AVAILABLE RECORDS:

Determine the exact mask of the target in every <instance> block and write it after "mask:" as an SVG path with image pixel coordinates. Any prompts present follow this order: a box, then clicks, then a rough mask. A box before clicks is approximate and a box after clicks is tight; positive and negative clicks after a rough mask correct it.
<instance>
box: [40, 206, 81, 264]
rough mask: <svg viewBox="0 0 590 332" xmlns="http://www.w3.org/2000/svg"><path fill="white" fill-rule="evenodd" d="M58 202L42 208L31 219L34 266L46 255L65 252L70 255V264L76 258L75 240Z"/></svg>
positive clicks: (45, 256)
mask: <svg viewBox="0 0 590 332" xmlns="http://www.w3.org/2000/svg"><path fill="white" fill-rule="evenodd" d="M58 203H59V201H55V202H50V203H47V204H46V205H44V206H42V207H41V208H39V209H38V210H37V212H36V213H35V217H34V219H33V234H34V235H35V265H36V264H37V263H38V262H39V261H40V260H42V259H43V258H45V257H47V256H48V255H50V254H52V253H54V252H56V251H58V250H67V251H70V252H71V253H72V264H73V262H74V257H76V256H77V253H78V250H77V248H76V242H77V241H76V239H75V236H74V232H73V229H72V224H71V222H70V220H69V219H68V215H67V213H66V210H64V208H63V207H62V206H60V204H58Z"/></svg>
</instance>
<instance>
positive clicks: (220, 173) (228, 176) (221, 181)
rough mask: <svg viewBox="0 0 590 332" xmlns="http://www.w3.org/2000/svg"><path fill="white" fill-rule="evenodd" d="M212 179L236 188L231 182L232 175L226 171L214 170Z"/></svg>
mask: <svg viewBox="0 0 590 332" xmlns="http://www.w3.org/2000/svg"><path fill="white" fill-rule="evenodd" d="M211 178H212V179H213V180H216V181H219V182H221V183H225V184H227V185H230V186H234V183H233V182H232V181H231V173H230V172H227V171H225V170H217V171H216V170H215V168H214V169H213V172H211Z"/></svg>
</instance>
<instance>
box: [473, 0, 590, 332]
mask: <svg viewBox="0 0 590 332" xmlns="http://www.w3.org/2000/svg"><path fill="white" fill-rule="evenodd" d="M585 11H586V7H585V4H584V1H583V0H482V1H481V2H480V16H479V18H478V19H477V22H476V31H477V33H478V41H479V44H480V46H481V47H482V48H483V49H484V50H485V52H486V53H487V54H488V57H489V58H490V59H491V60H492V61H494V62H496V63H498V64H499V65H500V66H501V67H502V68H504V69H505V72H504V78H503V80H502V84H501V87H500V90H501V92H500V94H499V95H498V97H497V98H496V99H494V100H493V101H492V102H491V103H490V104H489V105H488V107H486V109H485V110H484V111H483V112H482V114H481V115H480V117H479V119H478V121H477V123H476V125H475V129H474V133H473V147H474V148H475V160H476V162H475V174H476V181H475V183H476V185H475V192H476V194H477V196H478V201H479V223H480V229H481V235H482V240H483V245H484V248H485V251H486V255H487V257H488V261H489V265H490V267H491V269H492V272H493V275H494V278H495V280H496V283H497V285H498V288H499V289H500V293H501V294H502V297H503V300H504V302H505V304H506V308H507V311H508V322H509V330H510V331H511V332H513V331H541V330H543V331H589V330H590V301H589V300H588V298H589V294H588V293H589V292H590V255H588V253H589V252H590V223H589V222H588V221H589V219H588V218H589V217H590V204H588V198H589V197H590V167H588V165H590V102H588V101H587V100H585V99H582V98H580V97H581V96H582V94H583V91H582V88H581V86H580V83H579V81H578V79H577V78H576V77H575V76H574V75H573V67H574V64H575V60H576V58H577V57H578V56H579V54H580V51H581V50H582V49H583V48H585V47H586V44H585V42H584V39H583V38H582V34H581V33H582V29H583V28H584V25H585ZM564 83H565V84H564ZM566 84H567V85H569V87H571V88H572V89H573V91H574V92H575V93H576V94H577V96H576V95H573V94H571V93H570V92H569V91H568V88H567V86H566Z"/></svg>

TO DO: I need each of the entries above printed again exactly.

TASK SOLUTION:
Determine the exact mask of the target in every <instance> block and write it after "mask:" as an SVG path with image pixel coordinates. Any prompts present follow this order: a box, then clicks, then a rough mask. A box before clicks is approximate and a box after clicks is tight; positive and negative clicks after a rough mask correct it.
<instance>
box: [40, 206, 81, 264]
rough mask: <svg viewBox="0 0 590 332" xmlns="http://www.w3.org/2000/svg"><path fill="white" fill-rule="evenodd" d="M58 202L42 208L31 219L34 266L46 255L65 252L70 255V264L76 258L75 240Z"/></svg>
positive clicks: (45, 256)
mask: <svg viewBox="0 0 590 332" xmlns="http://www.w3.org/2000/svg"><path fill="white" fill-rule="evenodd" d="M58 203H59V201H55V202H50V203H47V204H46V205H44V206H42V207H41V208H39V209H38V210H37V212H36V213H35V217H34V219H33V234H34V235H35V265H36V264H37V263H38V262H39V261H40V260H42V259H43V258H45V257H47V256H48V255H50V254H52V253H54V252H56V251H58V250H67V251H70V252H71V253H72V264H73V262H74V257H76V256H77V253H78V250H77V248H76V242H77V241H76V239H75V236H74V232H73V229H72V224H71V222H70V220H69V219H68V215H67V213H66V210H64V208H63V207H62V206H60V204H58Z"/></svg>
</instance>
<instance>
positive clicks: (220, 173) (228, 176) (221, 181)
rough mask: <svg viewBox="0 0 590 332" xmlns="http://www.w3.org/2000/svg"><path fill="white" fill-rule="evenodd" d="M212 179L236 188L231 182L232 175L226 171L214 170Z"/></svg>
mask: <svg viewBox="0 0 590 332" xmlns="http://www.w3.org/2000/svg"><path fill="white" fill-rule="evenodd" d="M211 178H212V179H213V180H216V181H219V182H221V183H225V184H227V185H230V186H234V183H233V182H232V181H231V173H230V172H227V171H225V170H217V171H216V170H215V168H214V169H213V172H211Z"/></svg>
</instance>
<instance>
box: [473, 0, 590, 332]
mask: <svg viewBox="0 0 590 332" xmlns="http://www.w3.org/2000/svg"><path fill="white" fill-rule="evenodd" d="M585 11H586V7H585V4H584V1H583V0H482V1H481V2H480V16H479V18H478V19H477V22H476V31H477V33H478V41H479V44H480V46H481V47H482V48H483V49H484V50H485V52H486V53H487V54H488V57H489V58H490V59H491V60H492V61H494V62H496V63H498V64H499V65H500V66H501V67H502V68H504V69H505V72H504V78H503V80H502V84H501V87H500V90H501V92H500V94H499V95H498V97H497V98H496V99H494V100H493V101H492V102H491V103H490V104H489V105H488V107H486V109H485V110H484V111H483V112H482V114H481V115H480V117H479V119H478V121H477V123H476V125H475V129H474V133H473V147H474V148H475V160H476V162H475V174H476V181H475V183H476V185H475V192H476V194H477V196H478V201H479V223H480V229H481V235H482V240H483V245H484V248H485V251H486V255H487V257H488V261H489V265H490V267H491V269H492V272H493V275H494V278H495V280H496V283H497V285H498V288H499V289H500V293H501V294H502V297H503V300H504V302H505V304H506V308H507V311H508V322H509V330H510V331H511V332H513V331H541V330H543V331H589V330H590V301H589V300H588V298H589V294H588V293H589V292H590V255H588V253H589V252H590V223H589V222H588V221H589V219H588V218H589V217H590V204H588V198H589V197H590V167H588V165H590V102H588V101H587V100H585V99H582V98H580V97H581V96H582V94H583V91H582V88H581V86H580V83H579V81H578V79H577V78H576V77H575V76H574V75H573V67H574V64H575V60H576V58H577V57H578V56H579V54H580V51H581V50H582V49H583V48H585V47H586V44H585V42H584V39H583V38H582V34H581V33H582V29H583V28H584V25H585ZM564 83H565V84H564ZM566 84H567V85H569V87H571V88H572V89H573V91H574V92H575V93H576V94H577V96H576V95H573V94H571V93H570V92H569V91H568V88H567V86H566Z"/></svg>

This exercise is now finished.